***** Given records

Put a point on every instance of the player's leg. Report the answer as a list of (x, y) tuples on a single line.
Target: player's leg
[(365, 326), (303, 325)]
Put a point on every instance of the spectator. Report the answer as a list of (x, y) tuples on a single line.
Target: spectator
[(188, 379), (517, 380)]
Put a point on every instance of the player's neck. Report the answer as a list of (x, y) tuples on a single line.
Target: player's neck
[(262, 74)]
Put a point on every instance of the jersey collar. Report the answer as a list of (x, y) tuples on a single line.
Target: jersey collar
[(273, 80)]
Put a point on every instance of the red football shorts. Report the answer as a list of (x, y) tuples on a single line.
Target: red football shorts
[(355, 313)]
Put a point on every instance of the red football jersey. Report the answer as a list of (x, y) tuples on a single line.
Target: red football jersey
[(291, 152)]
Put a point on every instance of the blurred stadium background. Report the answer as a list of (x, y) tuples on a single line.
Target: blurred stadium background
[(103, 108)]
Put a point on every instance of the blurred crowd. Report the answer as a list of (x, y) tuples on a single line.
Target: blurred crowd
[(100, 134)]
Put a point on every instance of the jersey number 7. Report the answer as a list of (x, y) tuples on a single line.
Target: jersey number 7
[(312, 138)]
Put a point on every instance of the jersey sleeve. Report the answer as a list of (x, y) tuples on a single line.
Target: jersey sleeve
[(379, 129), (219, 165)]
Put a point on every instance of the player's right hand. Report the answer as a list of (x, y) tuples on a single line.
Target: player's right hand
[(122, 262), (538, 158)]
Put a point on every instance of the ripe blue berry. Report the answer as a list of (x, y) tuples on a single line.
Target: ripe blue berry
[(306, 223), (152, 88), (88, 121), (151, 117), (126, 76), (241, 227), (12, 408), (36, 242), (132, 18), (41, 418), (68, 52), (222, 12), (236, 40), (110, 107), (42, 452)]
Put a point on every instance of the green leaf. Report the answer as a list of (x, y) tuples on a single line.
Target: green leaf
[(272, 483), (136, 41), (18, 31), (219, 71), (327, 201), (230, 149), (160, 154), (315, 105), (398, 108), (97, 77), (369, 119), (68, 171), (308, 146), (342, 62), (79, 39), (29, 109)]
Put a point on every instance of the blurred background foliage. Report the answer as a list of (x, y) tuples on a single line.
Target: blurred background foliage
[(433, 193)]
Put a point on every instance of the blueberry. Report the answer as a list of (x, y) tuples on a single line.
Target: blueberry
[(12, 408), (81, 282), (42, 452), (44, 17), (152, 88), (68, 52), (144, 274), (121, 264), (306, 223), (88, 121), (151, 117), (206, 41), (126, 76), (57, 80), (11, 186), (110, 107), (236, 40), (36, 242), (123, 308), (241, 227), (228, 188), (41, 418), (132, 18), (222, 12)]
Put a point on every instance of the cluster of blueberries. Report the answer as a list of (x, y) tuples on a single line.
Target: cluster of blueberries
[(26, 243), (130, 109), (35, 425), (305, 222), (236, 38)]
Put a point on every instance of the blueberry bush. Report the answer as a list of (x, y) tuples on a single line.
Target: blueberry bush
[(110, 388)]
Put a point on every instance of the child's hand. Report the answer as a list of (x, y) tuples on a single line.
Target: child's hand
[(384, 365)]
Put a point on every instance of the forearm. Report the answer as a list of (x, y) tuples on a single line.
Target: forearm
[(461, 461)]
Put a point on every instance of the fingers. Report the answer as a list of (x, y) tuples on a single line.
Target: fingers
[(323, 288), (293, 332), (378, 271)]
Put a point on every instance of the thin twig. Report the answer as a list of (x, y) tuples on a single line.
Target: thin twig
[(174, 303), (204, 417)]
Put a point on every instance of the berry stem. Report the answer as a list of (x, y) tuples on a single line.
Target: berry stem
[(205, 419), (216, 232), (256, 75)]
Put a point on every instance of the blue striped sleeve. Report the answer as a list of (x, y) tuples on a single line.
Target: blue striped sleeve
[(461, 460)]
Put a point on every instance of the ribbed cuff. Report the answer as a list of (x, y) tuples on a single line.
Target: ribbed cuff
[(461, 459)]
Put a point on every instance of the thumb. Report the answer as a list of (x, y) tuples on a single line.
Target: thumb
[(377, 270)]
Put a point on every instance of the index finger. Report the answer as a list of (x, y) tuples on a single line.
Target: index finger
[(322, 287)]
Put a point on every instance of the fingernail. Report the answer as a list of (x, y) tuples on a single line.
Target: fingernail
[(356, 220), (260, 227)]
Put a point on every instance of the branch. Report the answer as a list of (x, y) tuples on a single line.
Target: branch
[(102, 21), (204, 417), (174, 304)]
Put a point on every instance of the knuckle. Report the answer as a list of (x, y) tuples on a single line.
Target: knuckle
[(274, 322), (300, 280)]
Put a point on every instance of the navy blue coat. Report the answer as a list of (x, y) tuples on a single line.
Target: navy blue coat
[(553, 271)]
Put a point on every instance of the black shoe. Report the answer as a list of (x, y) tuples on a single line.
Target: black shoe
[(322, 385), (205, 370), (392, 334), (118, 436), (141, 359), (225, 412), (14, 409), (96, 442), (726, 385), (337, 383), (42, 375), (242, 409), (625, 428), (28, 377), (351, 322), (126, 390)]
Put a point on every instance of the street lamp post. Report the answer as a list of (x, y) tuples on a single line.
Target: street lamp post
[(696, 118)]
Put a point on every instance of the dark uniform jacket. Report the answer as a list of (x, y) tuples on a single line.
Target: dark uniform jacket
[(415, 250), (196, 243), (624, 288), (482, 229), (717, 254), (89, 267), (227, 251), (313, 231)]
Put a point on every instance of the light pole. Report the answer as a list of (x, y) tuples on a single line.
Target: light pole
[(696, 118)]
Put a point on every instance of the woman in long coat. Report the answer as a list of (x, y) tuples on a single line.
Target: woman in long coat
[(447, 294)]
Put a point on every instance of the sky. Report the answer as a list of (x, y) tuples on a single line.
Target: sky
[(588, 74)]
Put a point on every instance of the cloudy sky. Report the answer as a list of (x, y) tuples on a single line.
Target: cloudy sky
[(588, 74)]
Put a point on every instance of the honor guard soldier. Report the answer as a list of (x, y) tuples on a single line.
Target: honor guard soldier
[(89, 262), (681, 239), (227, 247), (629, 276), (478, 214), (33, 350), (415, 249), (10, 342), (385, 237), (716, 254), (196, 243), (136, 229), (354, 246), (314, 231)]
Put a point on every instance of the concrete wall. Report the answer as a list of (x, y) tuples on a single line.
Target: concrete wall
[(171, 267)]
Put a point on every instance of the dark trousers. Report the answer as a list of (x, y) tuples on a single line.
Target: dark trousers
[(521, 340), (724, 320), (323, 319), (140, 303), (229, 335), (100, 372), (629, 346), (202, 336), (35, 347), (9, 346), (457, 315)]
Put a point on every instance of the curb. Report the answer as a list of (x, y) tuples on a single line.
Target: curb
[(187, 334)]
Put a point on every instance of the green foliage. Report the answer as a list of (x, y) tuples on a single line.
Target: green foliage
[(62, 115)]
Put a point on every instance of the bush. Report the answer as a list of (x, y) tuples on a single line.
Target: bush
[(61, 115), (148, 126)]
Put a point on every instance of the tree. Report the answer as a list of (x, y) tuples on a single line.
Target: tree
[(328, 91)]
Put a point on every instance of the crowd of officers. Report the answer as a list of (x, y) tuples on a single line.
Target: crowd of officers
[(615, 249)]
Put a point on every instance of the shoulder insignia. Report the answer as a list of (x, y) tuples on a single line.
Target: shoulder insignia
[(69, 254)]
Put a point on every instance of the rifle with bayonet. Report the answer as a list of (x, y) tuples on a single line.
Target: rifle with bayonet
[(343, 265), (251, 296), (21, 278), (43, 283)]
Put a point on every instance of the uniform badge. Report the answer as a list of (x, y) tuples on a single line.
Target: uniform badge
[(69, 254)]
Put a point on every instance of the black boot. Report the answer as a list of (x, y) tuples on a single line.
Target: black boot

**********

• **Task instructions**:
Write out the listing again from its first line through the line containing "[(312, 138)]", requests included. Multiply every x and y coordinate in the answers by 1.45 and round each to a whole number, with halves rounding up.

• **Written reply**:
Put a point on every instance of the player's leg. Report the answer as a list of (x, y) tuples on a single line.
Target: player's leg
[(529, 473), (439, 471)]
Put a point on every instance of the spectator. Report the answer as a list of (x, y) tuples on a single line.
Target: spectator
[(273, 550), (750, 551)]
Put a point on every instance of the player's neck. Report the answer as a list of (x, y) tuples on a single line.
Target: player's neck
[(380, 107)]
Put a point on every instance of the jersey collar. Report the answer as a list of (x, y) tuples on a single line.
Target: jersey collar
[(396, 116)]
Put a point on every instance of the red football shorts. Report the answer as a list of (x, y) tuples on a single line.
Target: red football shorts
[(515, 454)]
Put a point on every instance of the red football jersey. Report the answer as a list of (x, y) tuples on a single line.
Target: red football jersey
[(422, 220)]
Put a point on every instance of the blurred stadium background. Report the answer as a list of (x, y) tuples on a single line.
Target: blurred stadium background
[(149, 157)]
Put a point on every instance of the blurred crowd. Report the answer as a list of (x, y) tuples on a single line.
Target: blurred crowd
[(145, 194)]
Put a point on every instance of the jersey number 7. Report the answer as a list of (x, y) tuples on a single line.
Target: jersey number 7
[(452, 200)]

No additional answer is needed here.